Task data:
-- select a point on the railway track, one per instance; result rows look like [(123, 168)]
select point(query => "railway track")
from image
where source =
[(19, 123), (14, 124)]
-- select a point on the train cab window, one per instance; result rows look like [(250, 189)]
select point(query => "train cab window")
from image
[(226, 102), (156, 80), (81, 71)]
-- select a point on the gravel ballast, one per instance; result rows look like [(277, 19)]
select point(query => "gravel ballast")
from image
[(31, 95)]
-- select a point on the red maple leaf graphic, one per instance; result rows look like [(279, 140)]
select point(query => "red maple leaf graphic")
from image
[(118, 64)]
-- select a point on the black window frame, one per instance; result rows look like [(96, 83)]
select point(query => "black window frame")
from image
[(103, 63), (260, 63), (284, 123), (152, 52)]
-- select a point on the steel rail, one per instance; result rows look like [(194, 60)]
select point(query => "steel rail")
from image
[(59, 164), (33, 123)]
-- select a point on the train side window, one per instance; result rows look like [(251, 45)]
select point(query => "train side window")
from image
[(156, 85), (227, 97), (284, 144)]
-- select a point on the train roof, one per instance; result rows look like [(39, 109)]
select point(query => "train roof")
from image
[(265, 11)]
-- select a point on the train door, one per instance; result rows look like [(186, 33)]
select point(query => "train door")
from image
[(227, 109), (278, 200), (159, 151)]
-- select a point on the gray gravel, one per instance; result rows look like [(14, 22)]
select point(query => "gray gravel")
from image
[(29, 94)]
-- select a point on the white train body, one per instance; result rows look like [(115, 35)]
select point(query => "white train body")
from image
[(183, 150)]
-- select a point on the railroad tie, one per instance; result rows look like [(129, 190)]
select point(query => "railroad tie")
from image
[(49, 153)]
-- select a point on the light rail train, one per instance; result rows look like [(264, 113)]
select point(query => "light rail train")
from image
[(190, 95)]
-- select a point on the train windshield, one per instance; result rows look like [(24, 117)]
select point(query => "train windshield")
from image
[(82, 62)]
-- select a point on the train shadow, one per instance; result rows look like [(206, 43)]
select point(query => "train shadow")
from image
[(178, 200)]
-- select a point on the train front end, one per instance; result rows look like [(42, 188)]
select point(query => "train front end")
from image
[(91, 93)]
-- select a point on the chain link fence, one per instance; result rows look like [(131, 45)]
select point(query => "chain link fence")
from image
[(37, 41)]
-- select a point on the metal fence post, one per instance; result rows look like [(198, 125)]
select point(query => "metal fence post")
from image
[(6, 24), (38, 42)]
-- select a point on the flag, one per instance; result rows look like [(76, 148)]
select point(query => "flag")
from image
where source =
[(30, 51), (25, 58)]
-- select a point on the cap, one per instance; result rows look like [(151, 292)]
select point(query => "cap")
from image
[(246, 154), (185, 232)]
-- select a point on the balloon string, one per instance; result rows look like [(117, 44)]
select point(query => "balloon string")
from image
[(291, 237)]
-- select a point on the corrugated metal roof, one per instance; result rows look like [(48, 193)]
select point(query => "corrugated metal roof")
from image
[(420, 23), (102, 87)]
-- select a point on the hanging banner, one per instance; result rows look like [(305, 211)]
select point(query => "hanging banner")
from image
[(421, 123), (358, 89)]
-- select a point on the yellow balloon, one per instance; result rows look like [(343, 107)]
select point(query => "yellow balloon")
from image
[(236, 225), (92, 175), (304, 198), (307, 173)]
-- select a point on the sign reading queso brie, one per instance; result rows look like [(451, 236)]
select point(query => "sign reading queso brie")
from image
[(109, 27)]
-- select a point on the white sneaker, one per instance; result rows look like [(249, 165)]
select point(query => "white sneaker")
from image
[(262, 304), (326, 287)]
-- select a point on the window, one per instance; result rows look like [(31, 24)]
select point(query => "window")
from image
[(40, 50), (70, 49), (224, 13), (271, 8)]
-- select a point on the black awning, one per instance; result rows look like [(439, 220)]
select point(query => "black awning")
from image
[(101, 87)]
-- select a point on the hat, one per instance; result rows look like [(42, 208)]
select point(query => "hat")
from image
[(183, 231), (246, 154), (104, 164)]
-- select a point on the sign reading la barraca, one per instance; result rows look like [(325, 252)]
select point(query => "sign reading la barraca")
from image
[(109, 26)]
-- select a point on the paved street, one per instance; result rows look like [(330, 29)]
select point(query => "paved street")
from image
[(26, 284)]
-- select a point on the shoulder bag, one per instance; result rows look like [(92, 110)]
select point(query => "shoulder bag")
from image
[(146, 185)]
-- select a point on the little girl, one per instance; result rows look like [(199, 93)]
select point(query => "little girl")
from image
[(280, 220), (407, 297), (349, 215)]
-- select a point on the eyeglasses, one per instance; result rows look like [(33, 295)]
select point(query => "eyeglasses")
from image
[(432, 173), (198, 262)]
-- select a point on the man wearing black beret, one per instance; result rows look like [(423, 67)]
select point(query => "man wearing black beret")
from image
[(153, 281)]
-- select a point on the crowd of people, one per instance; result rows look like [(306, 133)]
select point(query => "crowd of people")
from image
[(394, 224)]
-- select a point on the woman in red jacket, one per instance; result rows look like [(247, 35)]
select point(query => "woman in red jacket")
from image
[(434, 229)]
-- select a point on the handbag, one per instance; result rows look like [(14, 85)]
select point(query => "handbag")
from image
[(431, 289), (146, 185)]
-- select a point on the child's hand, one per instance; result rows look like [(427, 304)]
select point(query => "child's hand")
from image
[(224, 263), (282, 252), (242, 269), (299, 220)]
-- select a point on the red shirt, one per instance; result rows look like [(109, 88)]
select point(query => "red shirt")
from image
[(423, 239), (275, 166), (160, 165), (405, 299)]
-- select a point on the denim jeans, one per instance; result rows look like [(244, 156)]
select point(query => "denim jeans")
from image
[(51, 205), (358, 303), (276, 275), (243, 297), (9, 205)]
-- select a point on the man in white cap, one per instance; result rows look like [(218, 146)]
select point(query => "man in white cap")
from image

Problem to work on: Write the material out exactly, with nothing left out.

Written response:
-- select a point on the railway track, one per instance; result rows look like [(123, 168)]
select point(query => "railway track")
from image
where source =
[(19, 123), (14, 124)]
-- select a point on the train cab window, one per instance; result rows look like [(250, 189)]
select point(query => "train cab window")
from image
[(226, 102), (156, 80), (81, 71)]
-- select a point on the gravel ballast, one per instance; result rows look like [(277, 19)]
select point(query => "gravel ballast")
from image
[(31, 95)]
-- select a point on the red maple leaf graphic, one per instance; result rows look like [(279, 140)]
select point(query => "red maple leaf graphic")
from image
[(118, 64)]
-- select a point on the black window frame, one per instance; result rows look like [(96, 83)]
select point(query => "black window frame")
from image
[(103, 63), (260, 63), (284, 123), (152, 52)]
-- select a point on the steel rail, one per instance; result rows look like [(194, 60)]
select point(query => "steel rail")
from image
[(59, 164), (33, 123)]
-- select a point on the train side window, one per instance; result rows look like [(251, 45)]
select point(query => "train side window")
from image
[(156, 85), (227, 97), (284, 144)]
-- select a point on the train roof, one per instance; result rows look like [(39, 109)]
select point(query => "train roof")
from image
[(265, 11)]
-- select a point on the train door, one per instance; result rows look like [(186, 33)]
select point(query => "train door")
from image
[(227, 109), (278, 200), (159, 151)]
-- select a point on the gray gravel, one per instance; result rows look like [(14, 22)]
select point(query => "gray gravel")
from image
[(29, 94)]
-- select a point on the white train body, one per instance; result rows look like [(115, 35)]
select point(query => "white train body")
from image
[(183, 150)]
-- select a point on the railroad tie, one per instance; result rows look like [(129, 190)]
select point(query => "railroad tie")
from image
[(49, 153)]
-- select a point on the light rail train, one per instance; result rows look like [(264, 113)]
select point(query => "light rail train")
from image
[(190, 95)]
-- select a point on the train windshield, one per instance; result rows look like [(24, 117)]
select point(query => "train windshield")
from image
[(82, 62)]
-- select a point on the train shadow, one per instance; result rows look like [(206, 43)]
select point(query => "train shadow")
from image
[(178, 200)]
-- select a point on the train front end, one per instance; result rows look like [(42, 188)]
select point(query => "train front end")
from image
[(91, 93)]
-- select a point on the chain link fence, one per instance; result rows look like [(131, 45)]
select point(query => "chain link fence")
from image
[(37, 41)]
-- select a point on the metal fence post, one per instance; result rows look like [(198, 125)]
select point(query => "metal fence post")
from image
[(6, 24), (38, 42)]
-- select a point on the flag, one per instance; result rows look like [(76, 148)]
select point(query => "flag")
from image
where source =
[(30, 51), (25, 58)]
-- select a point on the cap, one per instance; result rows look like [(151, 292)]
select point(query => "cap")
from image
[(246, 154), (185, 232)]
-- select a point on the balloon string, one per instance; result rows look like [(117, 44)]
select point(query => "balloon string")
from image
[(291, 237)]
-- select a point on the corrugated metal roof, one per instance; result rows look like [(48, 193)]
select point(query => "corrugated metal roof")
from image
[(420, 23), (102, 87)]
-- select a point on the hanging banner, one per instance; result rows look like [(305, 211)]
select point(query => "hanging banner")
from image
[(421, 123), (358, 89)]
-- select a point on the yellow balloon, one per instance; result rows look like [(343, 107)]
select point(query => "yellow balloon")
from image
[(236, 225), (92, 175), (304, 198), (307, 173)]
-- select a point on the sign reading queso brie, one per instance; result rows look like [(451, 236)]
select point(query => "sign reading queso brie")
from image
[(109, 27)]
-- select a point on the white sneaker, one per instance; result rows look like [(249, 165)]
select point(query => "white sneaker")
from image
[(262, 304), (326, 287)]
-- select a point on the window, one per instance; result rows look like [(31, 24)]
select point(query => "window")
from image
[(40, 50), (70, 49), (224, 13), (271, 8)]
-- select a point on the black awning, one per instance; result rows look like [(439, 220)]
select point(query => "black awning")
from image
[(101, 87)]
-- select a point on the hat, one per instance; result rows look like [(42, 208)]
select point(query => "hat")
from image
[(183, 231), (246, 154), (104, 164)]
-- select a point on the sign reading la barraca, one per instance; result rows look like [(325, 252)]
select point(query => "sign reading la barraca")
from image
[(109, 26)]
-- select a point on the paved street, one per instance; result rows look like [(330, 29)]
select point(query => "paved street")
from image
[(26, 284)]
-- select a point on the shoulder bag, one per instance; result rows look like [(92, 110)]
select point(query => "shoulder bag")
from image
[(146, 185)]
-- select a point on the little girl, one per instance; result rows look like [(199, 93)]
select point(query => "little girl")
from image
[(280, 220), (407, 297), (349, 215)]
-- select a point on the eyeglasses, one per instance; result rows look like [(33, 295)]
select point(query => "eyeglasses")
from image
[(432, 173), (198, 262)]
-- select a point on the man wearing black beret, one per instance; result rows look like [(423, 67)]
select point(query => "man wearing black beret")
from image
[(153, 281)]
-- select a point on the crowd of people, one per instance; result rows look like [(306, 133)]
select point(query => "crowd of people")
from image
[(394, 224)]
-- select a point on the woman in red jacket, one per instance; result rows look like [(247, 35)]
select point(query => "woman in red jacket")
from image
[(434, 229)]
-- select a point on the handbag, one per instance; result rows look like [(14, 85)]
select point(query => "handbag")
from image
[(431, 289), (146, 185)]
-- select a point on the child's hand, one per instance; result rows look like [(427, 304)]
select point(query => "child's hand")
from image
[(224, 263), (282, 252), (242, 269), (299, 220)]
-- select a point on the red shirt, one per instance; result rows look like [(109, 88)]
select point(query => "red shirt")
from image
[(423, 239), (275, 166), (160, 165), (405, 299)]
-- select a point on the denim jeans, one per instance; result rows look like [(244, 156)]
select point(query => "denim jeans")
from image
[(51, 205), (358, 303), (276, 275), (243, 297), (9, 205)]
-- select a point on the man in white cap, one per instance; result rows look like [(218, 146)]
select point(query => "man in white cap")
from image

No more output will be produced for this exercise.